• _WHAT TO PRODUCE_
Convert every line of the records below into a JSON list of strings, one string per line, with blank lines omitted.

▬▬▬▬▬▬

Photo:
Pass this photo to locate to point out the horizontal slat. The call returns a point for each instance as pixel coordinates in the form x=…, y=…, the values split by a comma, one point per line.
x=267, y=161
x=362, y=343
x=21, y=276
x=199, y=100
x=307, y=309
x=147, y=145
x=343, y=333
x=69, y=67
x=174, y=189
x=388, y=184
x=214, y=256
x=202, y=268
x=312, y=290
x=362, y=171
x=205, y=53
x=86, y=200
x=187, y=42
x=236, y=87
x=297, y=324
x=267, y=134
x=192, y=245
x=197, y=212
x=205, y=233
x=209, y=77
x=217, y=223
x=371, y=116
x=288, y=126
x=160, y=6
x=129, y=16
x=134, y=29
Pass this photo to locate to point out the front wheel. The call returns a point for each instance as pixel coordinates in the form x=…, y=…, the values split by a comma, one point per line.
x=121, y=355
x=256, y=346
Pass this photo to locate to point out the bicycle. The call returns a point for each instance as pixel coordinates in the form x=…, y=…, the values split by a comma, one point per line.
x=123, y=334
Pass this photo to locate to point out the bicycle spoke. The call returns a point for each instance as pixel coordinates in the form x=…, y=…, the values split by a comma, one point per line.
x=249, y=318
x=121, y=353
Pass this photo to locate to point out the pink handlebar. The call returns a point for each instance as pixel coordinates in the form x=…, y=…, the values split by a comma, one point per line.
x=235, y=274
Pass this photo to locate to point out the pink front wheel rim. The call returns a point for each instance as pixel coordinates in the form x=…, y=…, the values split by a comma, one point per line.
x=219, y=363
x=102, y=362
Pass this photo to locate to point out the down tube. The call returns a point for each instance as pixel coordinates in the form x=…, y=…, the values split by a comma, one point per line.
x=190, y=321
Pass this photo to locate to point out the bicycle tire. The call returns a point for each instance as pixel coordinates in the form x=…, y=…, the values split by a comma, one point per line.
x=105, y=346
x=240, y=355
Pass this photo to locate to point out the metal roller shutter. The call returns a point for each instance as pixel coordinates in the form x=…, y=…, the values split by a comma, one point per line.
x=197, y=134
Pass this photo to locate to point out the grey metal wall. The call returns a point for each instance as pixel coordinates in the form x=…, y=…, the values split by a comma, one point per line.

▬▬▬▬▬▬

• _RESULT FOR THIS EXERCISE_
[
  "Photo:",
  "Pass this photo to locate to point out the horizontal slat. The call returns a point for each instance as pixel coordinates in the form x=…, y=…, the values split by a comma, one point per line.",
  "x=267, y=161",
  "x=362, y=343",
  "x=21, y=276",
  "x=199, y=100",
  "x=307, y=309",
  "x=147, y=145",
  "x=343, y=333",
  "x=69, y=67",
  "x=174, y=189",
  "x=388, y=184",
  "x=214, y=256",
  "x=202, y=268",
  "x=312, y=290",
  "x=362, y=171",
  "x=205, y=53",
  "x=86, y=200",
  "x=187, y=42",
  "x=236, y=87",
  "x=297, y=324",
  "x=267, y=134",
  "x=192, y=245",
  "x=197, y=212",
  "x=205, y=233",
  "x=209, y=77",
  "x=217, y=223",
  "x=371, y=116",
  "x=288, y=126",
  "x=160, y=6",
  "x=129, y=16",
  "x=134, y=29",
  "Pass this photo to locate to point out the front wheel. The call returns a point for each instance as pixel coordinates in the form x=…, y=…, the values split by a comma, one point per line.",
  "x=121, y=355",
  "x=256, y=346",
  "Pass this photo to locate to point out the bicycle. The call returns a point for each instance as pixel coordinates in the form x=…, y=…, the values split by a comma, one point per line.",
  "x=123, y=334",
  "Pass this photo to locate to point out the bicycle spoke. The call returns a point for each instance as pixel coordinates in the form x=…, y=…, the values split by a comma, one point per line.",
  "x=249, y=318",
  "x=121, y=353",
  "Pass this photo to locate to point out the pink handlebar. The call returns a point for each instance as pixel coordinates in the form x=…, y=…, the values split by a comma, one point per line.",
  "x=235, y=274",
  "Pass this photo to locate to point out the pink front wheel rim. The call returns a point for each instance as pixel coordinates in the form x=…, y=…, the values split by a comma, one point per line.",
  "x=219, y=363",
  "x=102, y=362",
  "Pass this photo to locate to point out the down tube. The call returns a point for each instance as pixel coordinates in the form x=…, y=…, the values split by a comma, one point per line.",
  "x=190, y=321",
  "Pass this photo to locate to point out the bicycle tire. The call returns a point for each instance as pixel coordinates in the form x=…, y=…, the values split by a comma, one point per line.",
  "x=105, y=346",
  "x=240, y=355",
  "Pass this photo to locate to point out the metal roller shutter. The call returns a point for each instance as pixel coordinates in the form x=…, y=…, the values split by a comma, one point per line.",
  "x=197, y=134",
  "Pass this photo to locate to point out the grey metal wall. The call returns a point for each instance as pixel coordinates in the form x=…, y=…, the values split by a comma, one point per line."
]